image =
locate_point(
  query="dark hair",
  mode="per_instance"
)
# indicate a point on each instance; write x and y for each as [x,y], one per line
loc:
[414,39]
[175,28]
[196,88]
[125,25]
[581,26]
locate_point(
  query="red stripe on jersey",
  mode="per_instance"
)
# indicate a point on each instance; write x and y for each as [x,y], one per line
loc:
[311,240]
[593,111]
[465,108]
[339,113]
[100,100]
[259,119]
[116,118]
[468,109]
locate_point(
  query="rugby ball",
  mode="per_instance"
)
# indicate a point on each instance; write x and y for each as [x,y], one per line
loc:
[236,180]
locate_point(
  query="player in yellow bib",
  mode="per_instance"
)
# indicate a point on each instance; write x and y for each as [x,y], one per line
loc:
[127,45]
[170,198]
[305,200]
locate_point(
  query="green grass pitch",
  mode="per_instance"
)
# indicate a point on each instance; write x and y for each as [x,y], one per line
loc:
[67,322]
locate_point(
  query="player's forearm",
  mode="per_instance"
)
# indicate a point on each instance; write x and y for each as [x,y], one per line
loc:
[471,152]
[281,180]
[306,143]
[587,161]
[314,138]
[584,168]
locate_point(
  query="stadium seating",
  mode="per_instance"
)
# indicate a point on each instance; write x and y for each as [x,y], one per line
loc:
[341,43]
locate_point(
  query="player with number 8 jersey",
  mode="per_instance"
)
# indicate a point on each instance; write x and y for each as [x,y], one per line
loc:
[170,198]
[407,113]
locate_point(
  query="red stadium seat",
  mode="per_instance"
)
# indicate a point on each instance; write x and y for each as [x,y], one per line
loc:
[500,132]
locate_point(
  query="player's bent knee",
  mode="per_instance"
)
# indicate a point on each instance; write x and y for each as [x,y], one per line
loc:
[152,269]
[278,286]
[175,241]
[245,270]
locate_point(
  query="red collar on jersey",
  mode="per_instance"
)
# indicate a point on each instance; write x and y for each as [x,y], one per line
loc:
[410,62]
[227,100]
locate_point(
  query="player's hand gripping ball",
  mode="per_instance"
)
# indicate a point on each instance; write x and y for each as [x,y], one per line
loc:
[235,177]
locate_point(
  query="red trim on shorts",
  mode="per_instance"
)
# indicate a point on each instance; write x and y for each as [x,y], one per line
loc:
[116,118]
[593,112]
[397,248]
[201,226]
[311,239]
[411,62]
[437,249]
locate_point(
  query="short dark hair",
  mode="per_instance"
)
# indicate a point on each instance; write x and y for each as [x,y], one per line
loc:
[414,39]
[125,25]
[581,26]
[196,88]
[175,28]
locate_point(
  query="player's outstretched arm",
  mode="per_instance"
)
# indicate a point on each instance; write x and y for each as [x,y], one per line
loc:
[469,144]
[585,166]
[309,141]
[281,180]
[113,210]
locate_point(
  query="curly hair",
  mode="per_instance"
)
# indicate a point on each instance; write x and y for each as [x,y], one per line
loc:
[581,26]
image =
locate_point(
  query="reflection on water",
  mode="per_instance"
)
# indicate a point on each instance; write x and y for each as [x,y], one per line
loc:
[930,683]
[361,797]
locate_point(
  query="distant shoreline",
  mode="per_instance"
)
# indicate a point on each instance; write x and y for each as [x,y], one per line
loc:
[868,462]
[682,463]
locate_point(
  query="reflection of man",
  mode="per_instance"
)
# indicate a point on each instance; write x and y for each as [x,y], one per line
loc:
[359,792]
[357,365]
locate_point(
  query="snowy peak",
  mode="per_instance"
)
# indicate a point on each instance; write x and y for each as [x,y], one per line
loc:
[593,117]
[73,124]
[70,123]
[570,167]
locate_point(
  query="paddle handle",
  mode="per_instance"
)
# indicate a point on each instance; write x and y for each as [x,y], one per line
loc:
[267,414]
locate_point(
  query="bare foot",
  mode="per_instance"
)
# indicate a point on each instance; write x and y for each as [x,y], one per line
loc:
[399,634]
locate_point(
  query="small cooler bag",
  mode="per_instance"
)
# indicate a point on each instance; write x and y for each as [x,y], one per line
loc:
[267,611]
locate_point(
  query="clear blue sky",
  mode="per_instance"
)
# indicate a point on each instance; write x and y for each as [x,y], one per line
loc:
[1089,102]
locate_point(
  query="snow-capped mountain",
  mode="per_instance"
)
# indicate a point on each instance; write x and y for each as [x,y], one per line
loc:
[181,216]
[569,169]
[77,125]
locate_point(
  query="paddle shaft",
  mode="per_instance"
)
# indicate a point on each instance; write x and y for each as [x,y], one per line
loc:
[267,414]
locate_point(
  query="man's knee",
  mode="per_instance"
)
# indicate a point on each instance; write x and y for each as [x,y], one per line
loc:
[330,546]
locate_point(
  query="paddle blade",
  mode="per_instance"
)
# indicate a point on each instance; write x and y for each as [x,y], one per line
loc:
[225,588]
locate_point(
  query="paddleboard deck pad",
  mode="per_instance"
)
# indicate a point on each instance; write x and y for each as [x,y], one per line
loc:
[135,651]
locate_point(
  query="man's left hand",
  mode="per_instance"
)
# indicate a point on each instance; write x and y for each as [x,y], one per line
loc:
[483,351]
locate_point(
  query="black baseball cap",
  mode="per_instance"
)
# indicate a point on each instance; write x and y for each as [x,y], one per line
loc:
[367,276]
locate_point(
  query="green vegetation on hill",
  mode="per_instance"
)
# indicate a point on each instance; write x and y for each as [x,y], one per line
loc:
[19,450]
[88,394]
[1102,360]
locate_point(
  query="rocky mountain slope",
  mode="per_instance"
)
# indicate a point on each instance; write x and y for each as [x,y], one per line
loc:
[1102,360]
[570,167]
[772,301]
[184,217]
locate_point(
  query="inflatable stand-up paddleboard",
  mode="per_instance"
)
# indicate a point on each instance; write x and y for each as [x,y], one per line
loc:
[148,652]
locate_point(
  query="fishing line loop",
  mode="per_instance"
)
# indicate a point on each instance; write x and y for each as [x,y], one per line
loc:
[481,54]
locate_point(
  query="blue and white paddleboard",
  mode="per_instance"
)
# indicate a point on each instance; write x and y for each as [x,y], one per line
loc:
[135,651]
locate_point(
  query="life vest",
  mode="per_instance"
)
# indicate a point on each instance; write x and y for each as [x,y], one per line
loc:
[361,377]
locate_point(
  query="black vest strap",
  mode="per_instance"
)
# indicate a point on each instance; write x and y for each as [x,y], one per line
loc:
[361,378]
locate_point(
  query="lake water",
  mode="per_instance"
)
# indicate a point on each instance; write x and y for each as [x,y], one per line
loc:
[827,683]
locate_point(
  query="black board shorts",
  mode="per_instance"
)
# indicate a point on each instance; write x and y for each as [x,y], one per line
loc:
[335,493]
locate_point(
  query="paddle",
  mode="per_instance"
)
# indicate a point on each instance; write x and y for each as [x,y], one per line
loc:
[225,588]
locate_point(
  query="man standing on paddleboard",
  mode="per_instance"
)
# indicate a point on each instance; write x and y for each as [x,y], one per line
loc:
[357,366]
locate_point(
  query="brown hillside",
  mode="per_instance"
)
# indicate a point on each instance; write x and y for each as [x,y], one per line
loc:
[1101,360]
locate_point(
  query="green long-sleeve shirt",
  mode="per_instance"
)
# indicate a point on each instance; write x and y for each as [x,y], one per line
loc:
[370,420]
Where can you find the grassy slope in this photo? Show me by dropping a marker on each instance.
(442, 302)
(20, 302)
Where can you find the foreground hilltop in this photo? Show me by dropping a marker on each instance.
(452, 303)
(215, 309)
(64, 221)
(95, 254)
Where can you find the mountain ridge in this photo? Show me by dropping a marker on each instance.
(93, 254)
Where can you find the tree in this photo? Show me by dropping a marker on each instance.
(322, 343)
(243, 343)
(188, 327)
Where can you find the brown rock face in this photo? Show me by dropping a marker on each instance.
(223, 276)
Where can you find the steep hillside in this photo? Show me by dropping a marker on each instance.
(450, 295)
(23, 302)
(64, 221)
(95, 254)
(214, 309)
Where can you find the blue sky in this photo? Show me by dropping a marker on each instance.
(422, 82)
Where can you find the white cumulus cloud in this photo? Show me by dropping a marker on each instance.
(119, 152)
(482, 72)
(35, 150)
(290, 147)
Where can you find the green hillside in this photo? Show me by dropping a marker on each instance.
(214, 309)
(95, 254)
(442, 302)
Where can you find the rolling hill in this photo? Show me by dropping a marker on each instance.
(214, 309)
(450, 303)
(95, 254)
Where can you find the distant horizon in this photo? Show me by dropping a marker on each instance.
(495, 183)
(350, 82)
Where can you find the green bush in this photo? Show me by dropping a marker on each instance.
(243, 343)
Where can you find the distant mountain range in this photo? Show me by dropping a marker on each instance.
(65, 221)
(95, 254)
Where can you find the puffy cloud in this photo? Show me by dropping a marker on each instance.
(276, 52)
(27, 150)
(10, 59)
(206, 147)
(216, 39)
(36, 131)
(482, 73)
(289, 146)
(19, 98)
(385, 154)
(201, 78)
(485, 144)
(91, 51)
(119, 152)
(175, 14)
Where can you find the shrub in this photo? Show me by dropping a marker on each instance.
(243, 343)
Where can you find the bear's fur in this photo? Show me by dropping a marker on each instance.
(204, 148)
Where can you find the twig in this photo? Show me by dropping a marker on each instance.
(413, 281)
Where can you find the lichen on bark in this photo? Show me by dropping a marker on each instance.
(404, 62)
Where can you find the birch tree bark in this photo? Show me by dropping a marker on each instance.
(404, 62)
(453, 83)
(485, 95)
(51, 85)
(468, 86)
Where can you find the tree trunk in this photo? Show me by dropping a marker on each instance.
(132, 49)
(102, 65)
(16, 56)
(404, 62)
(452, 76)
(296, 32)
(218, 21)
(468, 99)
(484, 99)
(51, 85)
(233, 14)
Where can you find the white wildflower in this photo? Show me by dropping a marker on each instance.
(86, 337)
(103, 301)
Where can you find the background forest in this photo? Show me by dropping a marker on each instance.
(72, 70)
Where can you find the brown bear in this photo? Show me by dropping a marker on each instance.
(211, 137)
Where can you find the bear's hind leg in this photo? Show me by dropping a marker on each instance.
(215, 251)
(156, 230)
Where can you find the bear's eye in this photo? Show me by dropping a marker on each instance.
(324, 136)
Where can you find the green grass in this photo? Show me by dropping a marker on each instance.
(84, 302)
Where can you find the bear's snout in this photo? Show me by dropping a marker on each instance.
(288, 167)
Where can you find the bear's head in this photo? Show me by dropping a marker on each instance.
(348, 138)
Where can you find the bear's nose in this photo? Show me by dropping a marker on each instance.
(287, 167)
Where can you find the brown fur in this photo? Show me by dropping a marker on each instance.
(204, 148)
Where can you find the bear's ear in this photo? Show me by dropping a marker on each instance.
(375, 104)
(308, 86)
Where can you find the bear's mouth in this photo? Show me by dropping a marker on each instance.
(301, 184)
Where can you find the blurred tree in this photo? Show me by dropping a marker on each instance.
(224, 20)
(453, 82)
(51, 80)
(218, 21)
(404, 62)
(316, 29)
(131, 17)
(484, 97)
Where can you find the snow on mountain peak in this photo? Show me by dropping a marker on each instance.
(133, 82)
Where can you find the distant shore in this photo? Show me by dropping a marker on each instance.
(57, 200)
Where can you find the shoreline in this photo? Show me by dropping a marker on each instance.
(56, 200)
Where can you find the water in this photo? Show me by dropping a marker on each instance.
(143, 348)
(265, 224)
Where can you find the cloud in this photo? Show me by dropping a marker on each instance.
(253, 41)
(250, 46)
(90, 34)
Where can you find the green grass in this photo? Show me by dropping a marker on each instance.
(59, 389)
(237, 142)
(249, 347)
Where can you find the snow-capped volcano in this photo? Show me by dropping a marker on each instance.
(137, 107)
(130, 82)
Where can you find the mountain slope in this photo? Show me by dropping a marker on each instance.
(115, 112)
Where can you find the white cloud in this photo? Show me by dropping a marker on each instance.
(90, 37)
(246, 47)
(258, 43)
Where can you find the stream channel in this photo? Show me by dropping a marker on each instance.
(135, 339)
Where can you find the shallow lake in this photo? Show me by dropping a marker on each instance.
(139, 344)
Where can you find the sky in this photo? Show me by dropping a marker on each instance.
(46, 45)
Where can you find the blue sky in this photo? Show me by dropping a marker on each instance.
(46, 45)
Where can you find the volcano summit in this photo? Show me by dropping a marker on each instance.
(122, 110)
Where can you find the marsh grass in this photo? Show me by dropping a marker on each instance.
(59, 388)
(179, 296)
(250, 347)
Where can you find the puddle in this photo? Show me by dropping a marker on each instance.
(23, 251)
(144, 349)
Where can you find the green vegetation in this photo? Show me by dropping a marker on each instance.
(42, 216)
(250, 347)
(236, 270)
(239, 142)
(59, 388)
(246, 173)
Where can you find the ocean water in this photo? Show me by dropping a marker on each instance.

☆ ☆ ☆

* **WRITTEN PROBLEM**
Through the last line of the entries above, beginning at the line containing "Where can you find the volcano", transcribe each line exactly, both ends included and nothing more.

* **WRITTEN ANSWER**
Where can you find the volcano summit in this photo? Show me by dropping a marker on each instance.
(122, 110)
Where can you find the marsh grass in this photo? Show me by dropping a marker on each instance.
(59, 388)
(179, 296)
(250, 347)
Where can you find the puddle in this photo? Show me by dropping a marker on each instance.
(23, 251)
(144, 349)
Where can you find the green vegetation in this photo? Show me by dropping a marker on each instance.
(42, 216)
(250, 347)
(236, 270)
(239, 142)
(59, 388)
(246, 173)
Where can you find the ocean water in this photo? Show me by dropping a marker on each instance.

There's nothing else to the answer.